▸ What is needed: Summarize the article below about Qatar's planned stake in Monumental Sports & Entertainment in two sentences.

─── Document excerpt ───

Skip to content Skip to Search
Skip navigation

Qatar ‘closing in on major US sports investment’

Washington Wizards, basketball Creative Commons/All-Pro Reels
A Washington Wizards player shoots during a game against the Philadelphia 76ers
  • QIA interested in basketball and hockey team owner
  • NBA allows wealth funds to buy stakes of up to 20%
  • Basketball team valuations continue to rise sharply

Qatar is ready to take a shot at the $500 billion US sports market with a reported investment interest in Monumental Sports & Entertainment.

The Qatar Investment Authority (QIA) is set to buy a 5 percent stake in Monumental, the parent company of basketball side Washington Wizards and the National Hockey League’s Washington Capitals, according to a report from Sportico.

Monumental also owns the women’s NBA side Washington Mystics, Capital One Arena and the regional news network NBC Sports Washington.

The report said the deal would value the group at $4.05 billion.

Monumental declined to comment, while QIA did not respond to a Reuters request for comment.

It was reported in February that the QIA and Abu Dhabi sovereign wealth fund Mubadala were interested in buying minority stakes in NBA teams.

The door to possible NBA ownership was opened towards the end of last year by the league’s board of governors, who decided to allow wealth funds to buy stakes of up to 20 percent.

Valuations for basketball teams have risen sharply recently. The NBA’s Phoenix Suns and WNBA’s Phoenix Mercury were sold earlier this year for $4 billion in total. Their previous owner Robert Sarver paid a then-record $401 million for them in 2004.

In 2019, the NBA’s Brooklyn Nets were sold to Alibaba co-founder Joseph Tsai for $2.35 billion, then a record for US professional sports.

Baseball and ice hockey have also loosened ownership rules in recent years. Major League Baseball and the NHL now allow private equity firms to take minority stakes.

“Appropriately targeted, negotiated and transacted investments are always possible,” Simon Chadwick, professor of sport and geopolitical economy at Skema Business School in Paris, said. 

“But as LIV Golf and Saudi Arabia have shown, these are sensitive times which many in the US are responding to in hostile terms. 

“Gulf investors currently need to be diplomatic, shrewd and patient in pursuing sports investment opportunities in the US.”

─── Provided material ───

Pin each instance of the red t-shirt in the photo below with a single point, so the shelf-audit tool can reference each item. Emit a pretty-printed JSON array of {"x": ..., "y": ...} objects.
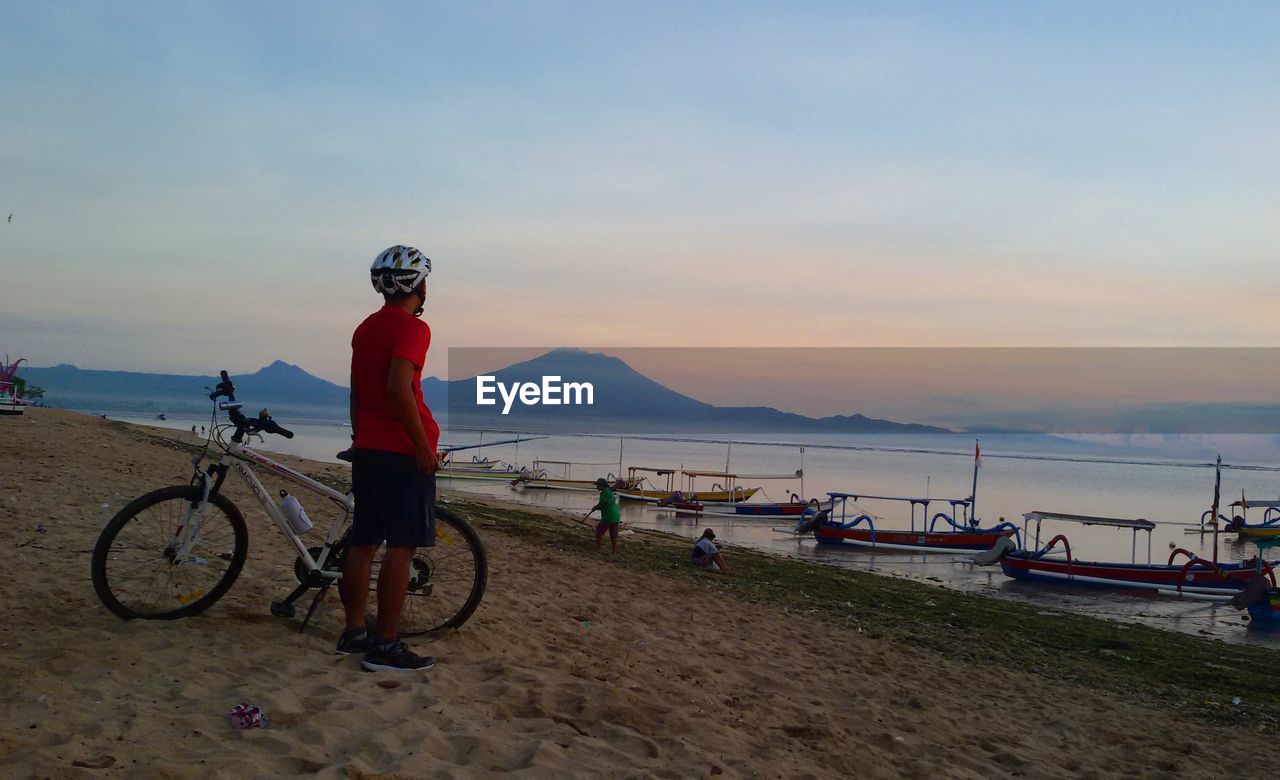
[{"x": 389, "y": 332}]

───
─── Provided material ───

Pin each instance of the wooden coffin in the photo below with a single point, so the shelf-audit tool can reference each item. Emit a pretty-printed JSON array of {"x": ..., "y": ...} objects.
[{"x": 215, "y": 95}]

───

▸ Reply: According to a Sportico report, the Qatar Investment Authority is set to buy a 5 percent stake in Monumental Sports & Entertainment, the parent company of the Washington Wizards and Washington Capitals, in a deal that would value the group at $4.05 billion. The NBA's board of governors opened the door to such ownership late last year by allowing wealth funds to buy stakes of up to 20 percent, and basketball team valuations have risen sharply, though a professor of sport and geopolitical economy warns that Gulf investors need to be diplomatic, shrewd and patient in the US.